EXERCISE DESCRIPTION:
In your copy, leave out the pictures; write out all the data exactly.

** Start **

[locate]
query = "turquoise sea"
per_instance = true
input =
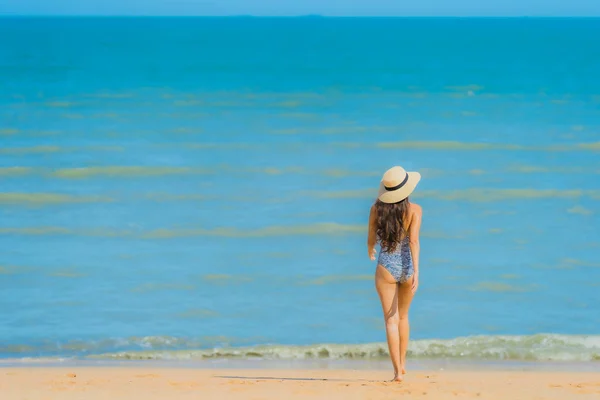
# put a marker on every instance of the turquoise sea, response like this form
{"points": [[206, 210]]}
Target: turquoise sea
{"points": [[198, 188]]}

** End **

RESULT FOR THIS EXERCISE:
[locate]
query = "turquoise sea"
per_instance = true
input =
# put a marker on every instance of the turquoise sea, response like this form
{"points": [[206, 210]]}
Target: turquoise sea
{"points": [[198, 188]]}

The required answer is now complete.